-- BEGIN PROVIDED TEXT --

Limitations and Future Directions
These findings consistently indicate that peer-mediated learning is effective for ELLs nonetheless, there a number of important limitations to consider. For instance, this meta-analysis is limited by reporting in the original studies, and as discussed many important variables were either excluded from formal analyses or modified in some way because of limitations in the extant literature base. Similarly, these findings are based on a modest sample of studies; and analyses of some outcome types were severely limited by sample size. Future research may benefit from a growing literature base. The lack of statistically significant moderators, for instance, likely represents a lack of statistical power to detect practically meaningful differences rather than strong evidence that no difference actually exists. Future meta-analyses may benefit from the inclusion of additional studies that seem likely to be conducted given the ongoing interest in cooperative learning research for ELLs indicated by the large proportion of recent studies included in this sample.
Furthermore, the inclusion of low- and medium-quality studies may influence the findings, and there are certainly those that argue only the highest-quality studies should be included in research syntheses. As argued, ELLs represent an emergent field of research, and much effort was made to analyze the influence of study quality on the effects reported in this meta-analysis. Of course, all secondary data analyses are limited by the quality of the data they analyze, and this limitation is hardly unique to this particular meta-analysis.

-- END PROVIDED TEXT --
-- BEGIN DATASET EXTRACT --

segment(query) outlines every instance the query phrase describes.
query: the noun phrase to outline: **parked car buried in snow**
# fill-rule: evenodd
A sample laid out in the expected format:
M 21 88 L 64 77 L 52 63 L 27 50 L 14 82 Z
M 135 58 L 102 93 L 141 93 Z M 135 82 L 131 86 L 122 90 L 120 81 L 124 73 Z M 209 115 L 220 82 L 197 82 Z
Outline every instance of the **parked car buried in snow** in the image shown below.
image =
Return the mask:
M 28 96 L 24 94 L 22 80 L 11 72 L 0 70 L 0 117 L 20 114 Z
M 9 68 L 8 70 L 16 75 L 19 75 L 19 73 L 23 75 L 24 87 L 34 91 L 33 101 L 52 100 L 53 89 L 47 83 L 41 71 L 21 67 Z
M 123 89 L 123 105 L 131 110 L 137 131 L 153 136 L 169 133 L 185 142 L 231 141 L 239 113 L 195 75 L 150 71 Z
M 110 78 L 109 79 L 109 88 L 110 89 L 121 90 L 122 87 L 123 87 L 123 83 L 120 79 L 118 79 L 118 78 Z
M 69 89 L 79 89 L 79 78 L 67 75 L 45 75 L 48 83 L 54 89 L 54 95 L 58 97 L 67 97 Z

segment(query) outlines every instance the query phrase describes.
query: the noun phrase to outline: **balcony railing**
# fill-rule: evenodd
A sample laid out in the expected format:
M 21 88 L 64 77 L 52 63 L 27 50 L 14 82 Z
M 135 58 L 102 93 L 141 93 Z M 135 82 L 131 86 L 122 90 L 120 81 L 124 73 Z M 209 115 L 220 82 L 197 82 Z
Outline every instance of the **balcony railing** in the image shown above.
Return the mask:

-- END DATASET EXTRACT --

:: WORK TO DO ::
a – Determine whether each of the following statements agrees with the limitations text on the meta-analysis of peer-mediated learning for ELLs: (i) the meta-analysis identified statistically significant moderators; (ii) low- and medium-quality studies were included in the analysis; (iii) the limitation imposed by data quality is described as unique to this meta-analysis. Answer yes or no for each, quoting the deciding words of the text.
b – Resume the limitations text on the meta-analysis of peer-mediated learning for ELLs, beginning after its final sentence.

:: ANSWERS TO THE EXERCISES ::
a –
(i) No: "The lack of statistically significant moderators"
(ii) Yes: "the inclusion of low- and medium-quality studies may influence the findings"
(iii) No: "this limitation is hardly unique to this particular meta-analysis"

b –
Another limitation common to meta-analyses was availability of studies and data. Considerable effort was made to identify and retrieve the entire population of studies conducted on the effectiveness of peer-mediation, but certainly, some studies were missed. Moreover, some studies deemed relevant and qualified were missing data. Even after attempts to contact the authors, occasionally the studies were too old and even the original authors no longer had access to the data. Similarly, this meta-analysis is a product of its particular time, and search tools (e.g., electronic databases and e-mail) are likely biased towards more recent research. Thus, the findings reported in this meta-analysis are limited by the availability of data, and missing data may affect the internal validity of the result, as well as the ability of the sample to accurately estimate general population parameters.
Finally, a number of variables of interest were operationalized in ways that reflected availability of data or that allowed for reliable coding. However, the operationalizations of these variables likely simplified constructs of interest (e.g., equity); consequently, the findings presented in this study may only be of limited use for those doing research within any one of these fields. Similarly, the expansion of certain constructs (e.g., ELL) to include multiple variables (e.g., ESL and EFL) may affect the generalizability of these findings.
Future research should examine other potential moderators, including setting (e.g., laboratory settings), instructional variables (e.g., task type), teacher (e.g., beliefs and attitudes), and student (e.g., social capital and student use of L1) that are known to influence the effectiveness of peer-mediated methods and the learning of ELLs. Similarly, study quality variables (e.g., fidelity of implementation) were generally under-reported in this sample, and future research should examine the moderating influence these may exert on the mean effect size. Additionally, future research should explore in more detail the mechanisms that make peer-mediated learning effective for ELLs; for example, why does peer-mediated learning appear more effective at promoting language outcomes than academic outcomes? Clearly, more attention should be paid to important factors like the certification and experience of teachers, the adequacy of the facilities, and the length of residence or previous schooling of ELLs. The nearly complete absence of this data in the literature base for this study marks a knowledge gap that is unacceptable, especially given a clear literature base demonstrating the importance of these variables for ELLs.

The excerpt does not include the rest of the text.